- [AIM]:
Copy out all of the following data line for line without changing anything, leaving out the pictures.

##########

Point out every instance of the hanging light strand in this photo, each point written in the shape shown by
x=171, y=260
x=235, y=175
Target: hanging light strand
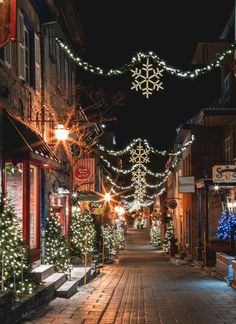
x=139, y=57
x=129, y=147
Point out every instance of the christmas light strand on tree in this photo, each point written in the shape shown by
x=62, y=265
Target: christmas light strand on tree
x=15, y=266
x=82, y=233
x=140, y=57
x=226, y=223
x=57, y=252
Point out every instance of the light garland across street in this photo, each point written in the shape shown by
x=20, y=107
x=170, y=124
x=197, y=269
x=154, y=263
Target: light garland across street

##########

- [REPLY]:
Point out every instance of the hanging light strand in this photo, each point written in the shape shown by
x=171, y=260
x=235, y=175
Target: hanging light strand
x=139, y=57
x=129, y=147
Point out every instance of the christmas light strand on tree in this photo, each point written in the shape shown by
x=62, y=265
Target: christmas light strand on tree
x=15, y=266
x=82, y=233
x=140, y=57
x=226, y=223
x=57, y=252
Point out every instance of the light garland across street in this photo, each point written in the shape shown by
x=20, y=107
x=170, y=124
x=197, y=269
x=154, y=263
Target: light garland across street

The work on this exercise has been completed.